▶ **Stated exercise**:
Reproduce every line of the records below, requests included, and increase each coordinate value in the answers by 145. Leave the requests and the format samples within them unchanged.

▶ **Extracted material**:

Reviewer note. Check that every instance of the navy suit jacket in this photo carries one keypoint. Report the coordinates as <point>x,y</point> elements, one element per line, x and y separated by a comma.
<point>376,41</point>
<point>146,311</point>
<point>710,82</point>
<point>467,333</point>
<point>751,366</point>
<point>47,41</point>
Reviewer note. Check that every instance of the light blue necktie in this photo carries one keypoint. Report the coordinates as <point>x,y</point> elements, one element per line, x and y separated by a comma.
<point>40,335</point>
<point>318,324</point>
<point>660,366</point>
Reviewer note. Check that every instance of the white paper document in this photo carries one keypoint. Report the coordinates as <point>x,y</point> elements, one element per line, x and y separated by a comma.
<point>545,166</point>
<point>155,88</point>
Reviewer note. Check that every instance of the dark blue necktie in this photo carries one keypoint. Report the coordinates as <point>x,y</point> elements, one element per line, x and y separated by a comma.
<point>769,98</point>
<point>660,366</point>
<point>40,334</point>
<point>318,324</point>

▶ **Task response**:
Reviewer note. Check that every instance of the navy suit jacket in this photo carries one keypoint. Report the coordinates as <point>x,y</point> elements, one element per line, x and y separated by a comma.
<point>521,186</point>
<point>291,456</point>
<point>855,227</point>
<point>612,478</point>
<point>896,511</point>
<point>192,186</point>
Reviewer note. Check that every instance of the light blue necktie in this photo carries one keypoint. Report the coordinates as <point>x,y</point> elements, one element per line, x and y separated by a comma.
<point>185,480</point>
<point>463,469</point>
<point>805,511</point>
Reviewer note. Check that every instance of the white paper document in this photo carries one keypoint. Report the coordinates as <point>x,y</point> elements, one element per line, x and y separated by a comma.
<point>690,311</point>
<point>300,233</point>
Reviewer note. Check that every instance of the dark blue necktie in this photo carries one keypoint. Report the coordinates as <point>x,y</point> elements, one element per line, x and y separated by a comma.
<point>914,243</point>
<point>805,511</point>
<point>185,479</point>
<point>463,469</point>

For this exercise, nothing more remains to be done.